## Lesetext
Die Budgethöhe der Berlin-Kampagne des sympathischen Start-ups aus dem Silicon Valley ist mir nicht bekannt. Sie dürfte jedenfalls erheblich sein, wie ein Blick auf eine ähnliche Kampagne am Firmensitz in San Francisco zeigt: Dort investierte Airbnb im Herbst 2015 letztlich erfolgreich den sagenhaften Betrag von 8 Millionen US-Dollar in eine geschmacklich grenzwertige Kampagne gegen eine Volksabstimmung („Proposition F“), mit der Privatvermietungen von 90 auf 75 Tage eingedämmt werden sollten. Nur so zum Vergleich: Die CDU bestritt ihren Bundestagswahlkampf 2017 mit einem Etat von 20 Millionen Euro.

Airbnb prägte auf diese Weise im Spätherbst 2017 nicht nur das Bild der Straßen und des öffentlichen Raumes in der deutschen Hauptstadt. Das Unternehmen betrieb auch indirekten „Lobbyismus mit der Crowd“. Airbnb gelang es, seine Kunden für die eigene Lobbyarbeit zu motivieren. Dazu sponsorte es unter anderem sogenannte Homesharing Clubs in Berlin mit Logistik und Know-how, die als „Push-up-Bürgerbewegungen“ versuchten, Einfluss auf die Berliner Politik auszuüben. Dass dies auch als „Astroturfing“ ausgelegt werden könnte, scheint Airbnb nicht gestört zu haben.

## Bereitgestellte Daten
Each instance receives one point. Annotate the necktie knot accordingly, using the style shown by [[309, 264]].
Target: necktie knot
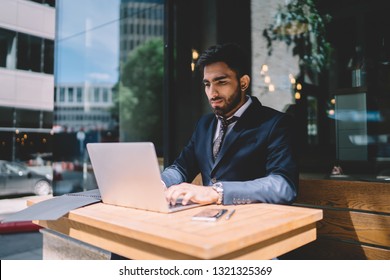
[[224, 125], [226, 122]]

## Aufgabenstellung
Schreibe den Text über die Berliner Kampagne von Airbnb im Anschluss an seinen letzten Satz weiter.

## Musterlösung
Auch via Äther schlug Airbnb zu: Bei zwei Berliner Radiosendern schaltete das Unternehmen Spots gegen „das unklare Gesetz, das vielen Berlinern das Home Sharing erschwere“. Der zuständige Medienrat sieht hierin eine „versuchte Einflussnahme auf die politische Willensbildung“ und mithin politische Werbung, die laut § 7 Abs. 9 Rundfunkstaatsvertrag unzulässig und verboten ist. Der Medienrat stellt klar: „Das im Rundfunkstaatsvertrag geregelte Verbot politischer, weltanschaulicher und religiöser Werbung im Rundfunk soll verhindern, dass einzelne gesellschaftliche Gruppierungen und Kräfte durch den Ankauf von Werbezeiten auf die öffentliche Meinungsbildung einwirken und diese verändern können.“

Recht hat er!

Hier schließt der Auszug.